Your response should contain exactly the lines running from the one with "plaid shirt in" to the end of the data below, both included, and no pictures.
SUPPLIED RECORDS Start Marker
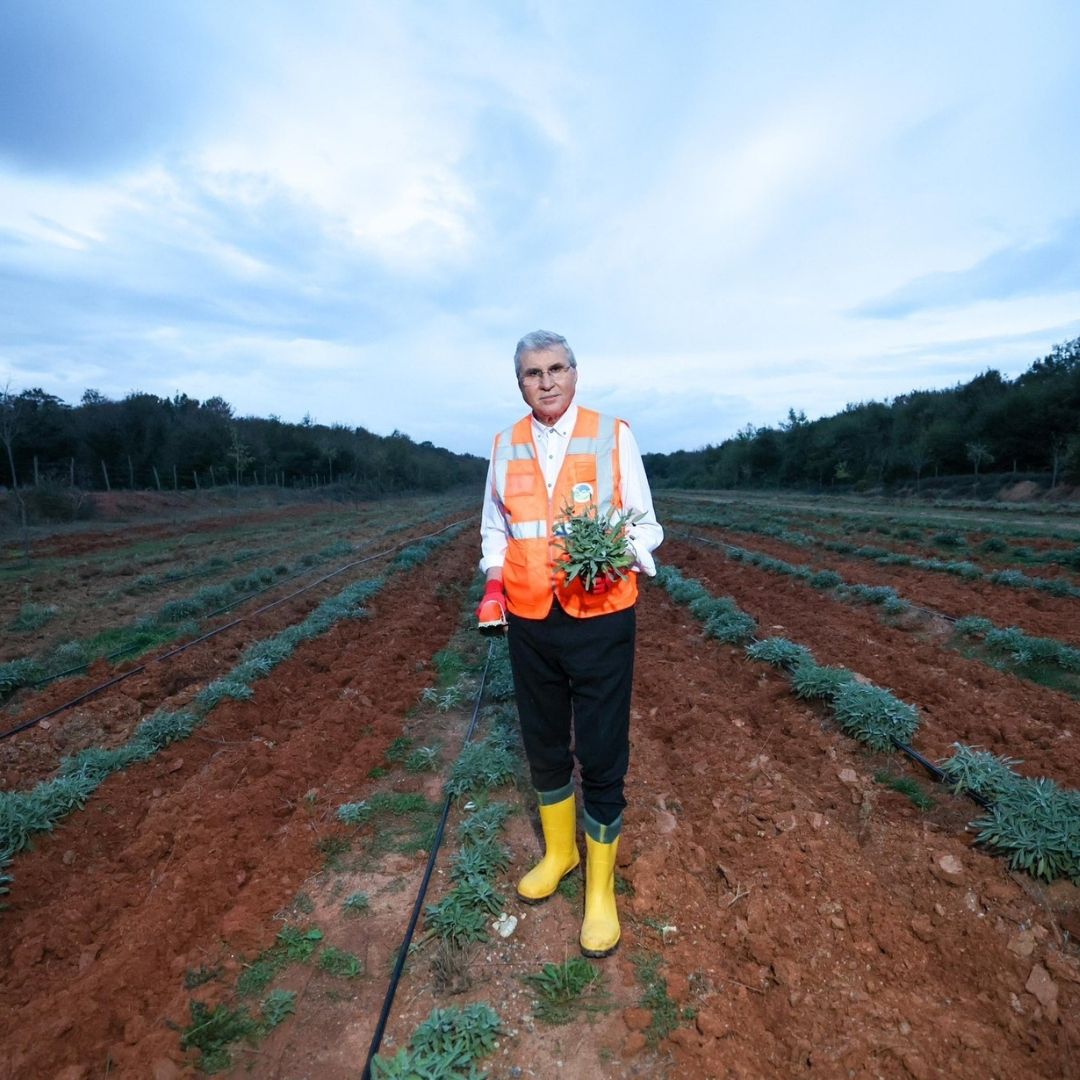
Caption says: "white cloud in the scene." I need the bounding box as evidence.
[2,1,1080,460]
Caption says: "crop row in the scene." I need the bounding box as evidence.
[652,564,1080,884]
[690,534,1080,691]
[0,509,464,702]
[657,493,1080,560]
[666,503,1080,600]
[0,527,465,886]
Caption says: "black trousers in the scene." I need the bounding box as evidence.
[507,601,636,827]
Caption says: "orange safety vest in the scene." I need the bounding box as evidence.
[492,406,638,619]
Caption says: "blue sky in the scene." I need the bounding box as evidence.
[2,1,1079,456]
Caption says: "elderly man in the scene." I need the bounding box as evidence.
[476,329,663,956]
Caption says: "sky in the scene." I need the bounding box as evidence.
[2,1,1079,457]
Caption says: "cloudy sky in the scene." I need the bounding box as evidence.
[2,1,1079,456]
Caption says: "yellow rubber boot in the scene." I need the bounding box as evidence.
[517,790,580,903]
[580,828,621,957]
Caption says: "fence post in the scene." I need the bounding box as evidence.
[173,464,178,490]
[128,455,135,489]
[33,455,40,486]
[193,469,200,491]
[210,464,216,487]
[152,465,162,491]
[101,460,111,491]
[70,457,75,487]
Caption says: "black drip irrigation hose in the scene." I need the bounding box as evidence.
[20,525,418,692]
[0,519,470,742]
[360,641,494,1080]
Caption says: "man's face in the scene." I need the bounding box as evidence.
[518,347,578,423]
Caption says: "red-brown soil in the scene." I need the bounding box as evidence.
[680,522,1080,647]
[1,506,1077,1080]
[0,493,470,662]
[0,515,471,789]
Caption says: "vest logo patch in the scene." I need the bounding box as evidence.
[571,482,593,504]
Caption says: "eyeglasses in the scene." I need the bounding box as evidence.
[519,362,575,386]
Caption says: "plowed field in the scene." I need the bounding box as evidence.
[2,498,1077,1080]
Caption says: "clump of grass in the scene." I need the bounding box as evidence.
[384,736,412,763]
[873,770,934,811]
[364,793,441,858]
[193,677,254,711]
[556,873,582,899]
[260,988,297,1029]
[631,952,685,1046]
[336,801,371,826]
[450,838,511,881]
[184,965,222,989]
[432,647,469,686]
[422,683,468,712]
[425,888,491,945]
[831,682,919,752]
[276,924,324,962]
[938,744,1022,800]
[457,801,512,845]
[180,1000,259,1073]
[745,637,813,670]
[790,662,854,701]
[236,955,280,998]
[933,531,966,548]
[484,640,516,701]
[9,603,58,633]
[446,738,516,797]
[371,1003,502,1079]
[342,891,370,916]
[405,745,441,772]
[523,956,608,1024]
[316,835,351,871]
[319,946,363,978]
[954,615,993,637]
[972,778,1080,882]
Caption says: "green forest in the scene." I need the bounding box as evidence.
[0,388,485,502]
[4,332,1080,514]
[644,335,1080,494]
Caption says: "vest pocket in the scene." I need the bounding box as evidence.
[504,470,536,498]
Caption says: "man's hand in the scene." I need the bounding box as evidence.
[476,579,508,634]
[587,571,615,594]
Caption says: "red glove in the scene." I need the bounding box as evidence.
[587,572,614,594]
[476,579,507,633]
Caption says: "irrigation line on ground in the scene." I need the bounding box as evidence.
[0,518,471,743]
[663,555,997,815]
[360,639,494,1080]
[16,521,418,692]
[685,531,958,625]
[889,738,990,809]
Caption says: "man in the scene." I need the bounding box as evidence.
[476,329,663,956]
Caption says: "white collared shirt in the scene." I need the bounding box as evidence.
[480,403,664,576]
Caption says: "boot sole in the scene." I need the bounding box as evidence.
[580,937,620,958]
[516,863,580,905]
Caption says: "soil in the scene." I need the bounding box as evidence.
[1,502,1077,1080]
[678,521,1080,648]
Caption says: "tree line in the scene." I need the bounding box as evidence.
[643,336,1080,494]
[0,387,486,501]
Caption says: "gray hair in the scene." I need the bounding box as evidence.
[513,330,577,379]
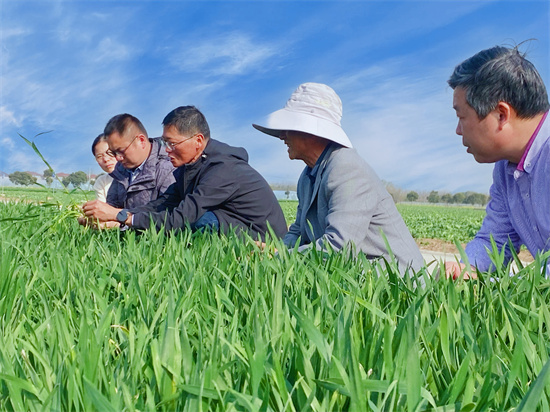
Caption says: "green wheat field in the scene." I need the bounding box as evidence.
[1,195,549,411]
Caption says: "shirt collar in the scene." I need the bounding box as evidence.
[306,143,332,178]
[128,160,146,173]
[125,160,146,183]
[517,110,549,172]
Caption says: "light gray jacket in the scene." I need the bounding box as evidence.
[284,144,423,273]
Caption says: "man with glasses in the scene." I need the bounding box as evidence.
[81,113,175,224]
[83,106,287,240]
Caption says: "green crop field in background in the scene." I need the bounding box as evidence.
[1,201,549,411]
[0,186,93,204]
[278,200,298,226]
[397,204,485,243]
[279,201,486,244]
[1,189,486,243]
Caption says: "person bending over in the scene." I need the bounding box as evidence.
[253,82,423,274]
[84,106,287,240]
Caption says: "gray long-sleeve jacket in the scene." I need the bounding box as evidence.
[106,138,176,209]
[284,143,423,273]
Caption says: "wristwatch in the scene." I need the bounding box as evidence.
[116,209,130,226]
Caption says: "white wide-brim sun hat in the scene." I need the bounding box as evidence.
[253,82,353,148]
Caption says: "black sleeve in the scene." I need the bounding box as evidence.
[132,162,238,231]
[106,180,123,208]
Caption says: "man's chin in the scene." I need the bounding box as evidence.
[471,153,493,164]
[170,158,182,167]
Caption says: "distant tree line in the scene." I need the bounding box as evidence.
[62,171,88,188]
[378,181,489,206]
[8,171,37,186]
[269,183,298,192]
[406,190,489,206]
[8,170,89,189]
[43,169,54,186]
[6,171,489,205]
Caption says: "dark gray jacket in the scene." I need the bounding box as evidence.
[129,138,288,240]
[106,138,176,209]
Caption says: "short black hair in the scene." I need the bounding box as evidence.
[91,133,107,155]
[104,113,148,138]
[162,106,210,140]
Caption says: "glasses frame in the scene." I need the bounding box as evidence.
[107,134,140,158]
[162,133,199,151]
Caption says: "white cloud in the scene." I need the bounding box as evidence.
[0,106,20,127]
[169,32,280,76]
[214,121,305,185]
[0,0,545,190]
[0,146,37,173]
[0,27,30,39]
[348,100,493,193]
[1,137,15,150]
[334,64,494,193]
[93,37,131,63]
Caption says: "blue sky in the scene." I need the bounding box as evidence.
[1,0,548,193]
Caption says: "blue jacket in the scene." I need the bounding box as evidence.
[106,138,175,209]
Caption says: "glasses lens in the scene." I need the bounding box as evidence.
[161,139,175,150]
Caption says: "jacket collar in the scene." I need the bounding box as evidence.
[110,138,166,185]
[305,143,340,210]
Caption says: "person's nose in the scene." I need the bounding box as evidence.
[455,121,462,136]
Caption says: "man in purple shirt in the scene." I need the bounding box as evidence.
[445,45,550,280]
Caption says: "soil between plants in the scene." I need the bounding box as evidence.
[416,238,534,262]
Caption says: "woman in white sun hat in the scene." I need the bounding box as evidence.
[253,82,423,275]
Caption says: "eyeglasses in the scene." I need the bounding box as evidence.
[161,133,199,151]
[107,134,139,158]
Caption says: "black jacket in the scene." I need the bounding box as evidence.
[130,139,287,240]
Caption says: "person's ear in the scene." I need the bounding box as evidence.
[137,133,148,148]
[195,133,205,147]
[496,102,513,130]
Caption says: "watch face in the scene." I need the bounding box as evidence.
[117,210,128,223]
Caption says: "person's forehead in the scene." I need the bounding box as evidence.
[106,136,130,153]
[452,88,467,111]
[107,131,131,146]
[162,125,184,139]
[111,122,136,138]
[94,141,109,153]
[106,136,120,149]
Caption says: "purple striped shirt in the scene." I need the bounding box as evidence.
[465,112,550,276]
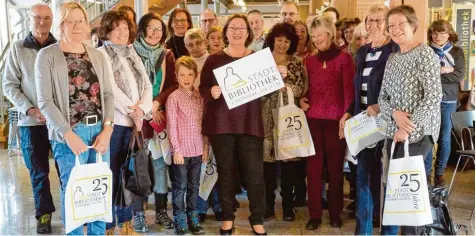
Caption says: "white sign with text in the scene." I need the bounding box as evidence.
[213,48,285,109]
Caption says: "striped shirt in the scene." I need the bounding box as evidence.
[360,48,383,111]
[166,87,205,157]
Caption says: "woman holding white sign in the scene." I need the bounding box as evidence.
[261,22,306,222]
[299,16,355,230]
[35,2,114,234]
[199,14,271,235]
[338,4,399,234]
[378,5,442,235]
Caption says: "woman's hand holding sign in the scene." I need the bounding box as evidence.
[277,65,288,79]
[211,86,222,100]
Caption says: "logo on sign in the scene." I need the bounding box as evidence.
[223,67,247,91]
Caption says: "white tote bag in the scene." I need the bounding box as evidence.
[148,131,172,165]
[382,140,432,226]
[272,87,315,160]
[344,112,387,156]
[65,147,113,234]
[199,147,218,200]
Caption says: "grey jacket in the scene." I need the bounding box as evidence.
[35,43,114,143]
[2,34,56,126]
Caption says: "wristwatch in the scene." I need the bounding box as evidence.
[104,120,114,128]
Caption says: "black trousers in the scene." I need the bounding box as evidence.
[263,162,277,208]
[280,161,302,215]
[294,159,307,203]
[381,136,434,235]
[211,134,266,225]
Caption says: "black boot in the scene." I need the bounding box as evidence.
[155,193,174,229]
[263,205,275,221]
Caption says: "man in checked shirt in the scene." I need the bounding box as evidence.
[166,56,208,235]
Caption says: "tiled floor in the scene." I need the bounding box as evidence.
[0,148,474,235]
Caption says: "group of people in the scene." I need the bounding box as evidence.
[2,0,465,235]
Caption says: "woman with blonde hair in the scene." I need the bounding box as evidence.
[35,2,114,235]
[349,23,371,58]
[300,16,355,230]
[338,4,399,234]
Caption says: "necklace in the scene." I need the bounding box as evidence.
[370,37,391,56]
[225,48,247,60]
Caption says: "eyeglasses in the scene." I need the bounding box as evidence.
[185,41,204,48]
[64,19,86,26]
[228,27,247,33]
[201,18,215,24]
[281,12,298,18]
[31,15,52,22]
[432,31,448,36]
[147,26,162,32]
[366,18,385,25]
[173,19,187,25]
[386,21,409,32]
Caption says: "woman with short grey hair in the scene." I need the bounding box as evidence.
[378,5,442,235]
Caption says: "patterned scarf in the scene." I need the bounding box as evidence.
[103,41,144,100]
[133,36,164,84]
[430,42,454,66]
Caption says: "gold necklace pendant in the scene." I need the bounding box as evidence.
[323,61,327,69]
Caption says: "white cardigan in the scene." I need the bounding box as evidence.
[98,46,152,127]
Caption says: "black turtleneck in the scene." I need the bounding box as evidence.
[165,35,189,59]
[316,43,341,62]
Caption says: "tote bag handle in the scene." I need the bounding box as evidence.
[390,139,410,160]
[74,146,104,166]
[277,86,295,108]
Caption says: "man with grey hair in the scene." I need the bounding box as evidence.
[2,3,57,234]
[199,9,218,34]
[247,9,268,52]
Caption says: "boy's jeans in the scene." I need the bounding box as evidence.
[50,122,110,235]
[171,156,202,217]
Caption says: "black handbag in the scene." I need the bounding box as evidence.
[424,187,468,235]
[122,127,155,198]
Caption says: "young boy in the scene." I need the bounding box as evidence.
[166,56,207,235]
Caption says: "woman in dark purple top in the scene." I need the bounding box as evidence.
[199,14,267,235]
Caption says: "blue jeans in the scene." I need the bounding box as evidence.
[355,145,382,235]
[381,136,433,235]
[171,156,202,217]
[19,125,56,218]
[197,184,221,214]
[425,102,457,176]
[106,125,134,229]
[50,122,110,235]
[152,157,168,194]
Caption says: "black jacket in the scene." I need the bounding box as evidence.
[440,46,465,101]
[346,40,399,115]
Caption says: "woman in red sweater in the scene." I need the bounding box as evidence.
[300,16,355,230]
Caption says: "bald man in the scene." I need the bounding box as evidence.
[280,2,300,24]
[200,9,218,34]
[2,3,58,234]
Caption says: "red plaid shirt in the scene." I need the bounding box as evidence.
[166,87,204,157]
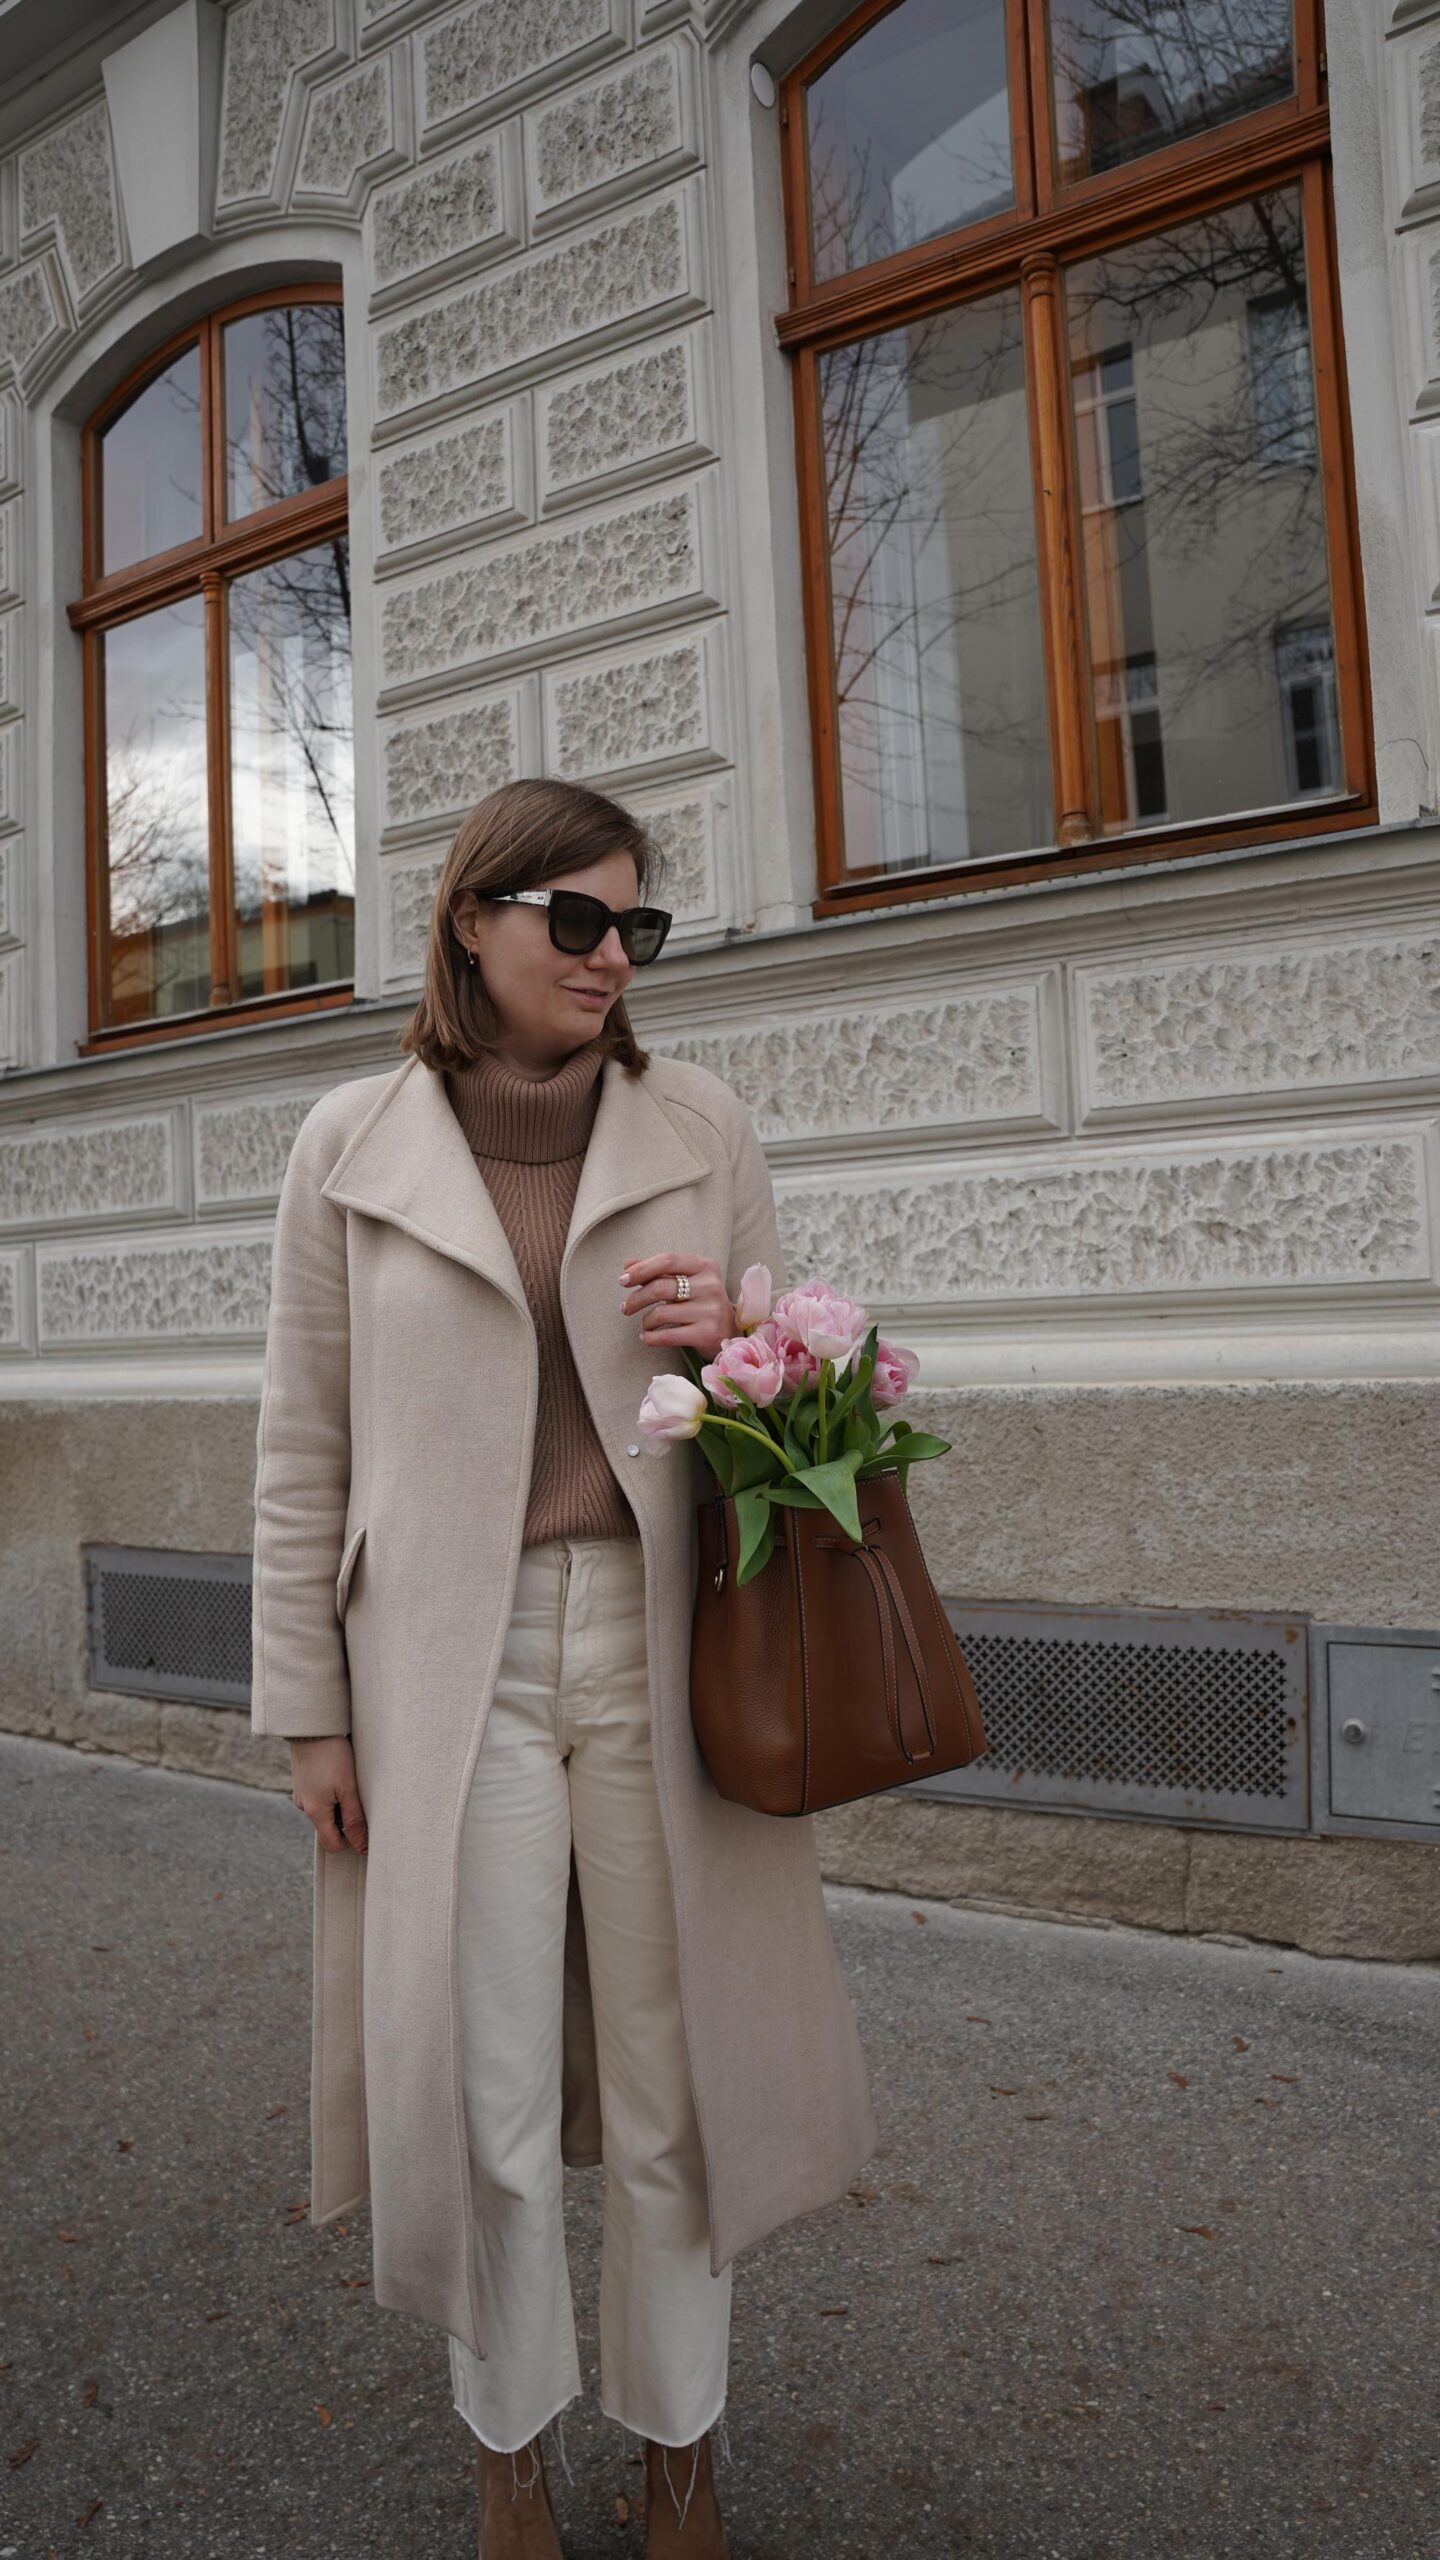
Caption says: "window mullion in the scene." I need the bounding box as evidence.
[203,570,236,1007]
[1020,0,1056,217]
[1021,248,1095,846]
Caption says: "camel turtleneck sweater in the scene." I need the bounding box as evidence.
[444,1032,639,1549]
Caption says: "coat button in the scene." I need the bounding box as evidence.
[626,1443,641,1457]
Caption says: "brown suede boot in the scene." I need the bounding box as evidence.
[475,2433,564,2560]
[643,2431,728,2558]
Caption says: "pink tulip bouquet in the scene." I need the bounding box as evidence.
[636,1266,950,1586]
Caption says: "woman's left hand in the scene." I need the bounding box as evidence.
[620,1253,735,1358]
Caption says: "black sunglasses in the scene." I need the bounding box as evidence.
[483,888,673,965]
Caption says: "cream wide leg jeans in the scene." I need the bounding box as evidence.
[447,1531,732,2456]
SUPPLIED RECORDS End Marker
RESPONSE TO THIS TASK:
Caption says: "red plaid shirt in the scene." I need the bounding box as evidence.
[166,87,204,157]
Caption says: "window mullion in the scene." I need the bounding box as evidence.
[203,570,236,1007]
[1020,0,1056,217]
[1021,248,1095,846]
Caption says: "camel turtleneck sweater in the scene." I need the bounding box as evidence.
[444,1032,639,1549]
Caption says: "coat button in the scene." I need the bounding box as evidence.
[626,1443,641,1457]
Caption says: "brown suede boot in the scene." I need the bounding box as evidence.
[475,2433,564,2560]
[643,2431,728,2558]
Caption says: "pink tulip bouquet in the scene." I need the bounding box as evidence.
[636,1266,950,1586]
Caption says: "woman's left hand in the scene." I need the bounding box as evidence.
[620,1253,735,1358]
Caption says: "black sunglasses in the scene." I need the bounding box as evidence.
[483,888,673,965]
Caption says: "cream wide leg jeans in the scene." I need the bounding box as evidence.
[447,1531,732,2456]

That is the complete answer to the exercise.